- Work to complete: Rewrite the listing below with "dead vegetation" replaced by "withered grass" everywhere it occurs, keeping every other part unchanged. Omit the pictures from your answer.

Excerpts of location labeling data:
----------
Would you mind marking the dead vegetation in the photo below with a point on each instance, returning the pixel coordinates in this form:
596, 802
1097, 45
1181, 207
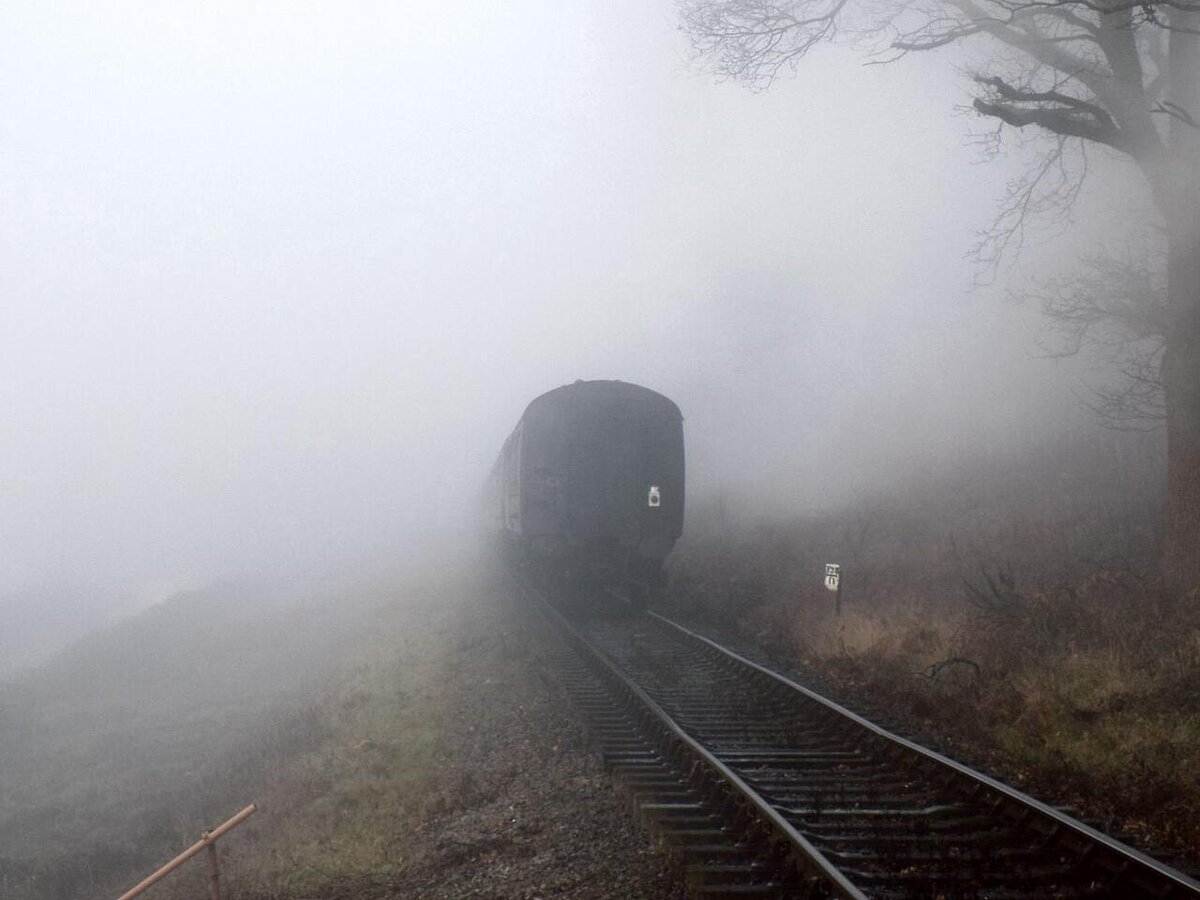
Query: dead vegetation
1007, 619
----------
- Answer to this task:
Would you mind marking the withered grass in the photo below with a point on each instance, returning the pixel coordinates in this form:
596, 802
1097, 45
1181, 207
Query: withered grass
1007, 619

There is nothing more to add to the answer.